(Associated Press & AOL.com, 29 April 2014)
Issuing about
the strongest rebuke that he could, NBA Commissioner Adam Silver banned Los
Angeles Clippers owner Donald Sterling for life Tuesday for making racist
comments in a recorded conversation, the first step toward forcing a sale of
the club and permanently removing Sterling from the league. Silver also fined Sterling $2.5 million, and
again expressed outrage. "I fully
expect to get the support I need from the other NBA owners to remove him,"
Silver said. Several owners immediately
chimed in with support of Silver's decision. Sterling, the league's
longest-tenured owner and someone with an estimated net worth of about $2
billion, did not offer any immediate comment.
The penalties,
which were announced only three days after the scandal broke, are the harshest
ever issued by the league and among the stiffest punishments ever given to an
owner in professional sports. Silver said a league investigation found that
Sterling was in fact the person on the audiotapes that were released over the
weekend and immediately sent shock waves throughout the game. "We stand together in condemning Mr.

▶ **Set problem 1**
Rewrite the stretch of the news report on the Sterling ban from "Silver said. Several" through "in condemning Mr.", putting "most severe" in place of "harshest".
▶ **Set problem 2**
Answer these questions about the news report on the Sterling ban:
(a) How much did Silver fine Sterling?
(b) What is Sterling's estimated net worth?
(c) How many days after the scandal broke were the penalties announced?
▶ **Set problem 3**
Extend the news report on the Sterling ban, carrying it on from where it stops.

▶ **Collected material**

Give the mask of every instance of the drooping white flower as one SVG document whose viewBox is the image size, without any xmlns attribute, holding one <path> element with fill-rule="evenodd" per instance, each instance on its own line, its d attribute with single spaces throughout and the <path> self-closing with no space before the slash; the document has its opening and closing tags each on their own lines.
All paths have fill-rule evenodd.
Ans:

▶ **Final result 1**
Silver said. Several owners immediately
chimed in with support of Silver's decision. Sterling, the league's
longest-tenured owner and someone with an estimated net worth of about $2
billion, did not offer any immediate comment.
The penalties,
which were announced only three days after the scandal broke, are the most severe
ever issued by the league and among the stiffest punishments ever given to an
owner in professional sports. Silver said a league investigation found that
Sterling was in fact the person on the audiotapes that were released over the
weekend and immediately sent shock waves throughout the game. "We stand together in condemning Mr.

▶ **Final result 2**
(a) $2.5 million
(b) About $2 billion
(c) Three days

▶ **Final result 3**
Sterling's views," Silver said. "They simply have no place in the
NBA."
Sterling
acknowledged he was the man on the tape, Silver said. Sterling still owns the team, but going
forward he is immediately barred from attending any NBA games or practices,
being present at any Clippers office or facility, participating in any business
or player personnel decisions involving the team, or being part of any league
business. It's unclear how Sterling will
respond.
"This
league is far bigger than any one owner, any one coach and any one
player," said Silver, who as commissioner has broad powers under what's
typically called the "best interest of the game" clause of the NBA
constitution. But Silver works for the
owners, and he will need 75 percent of them - if all 30 teams vote, he'll need
23 on his side - to force Sterling out of the league completely. The fine will be donated to organizations
dedicated to anti-discrimination and tolerance efforts that will be jointly
selected by the NBA and the Players Association, Silver said. "This has all happened in three days,
and so I am hopeful there will be no long-term damage to the league and to the
Clippers organization," Silver said. "But as I said earlier, I'm
outraged so I certainly understand other people's outrage. This will take some
time and appropriate healing will be necessary."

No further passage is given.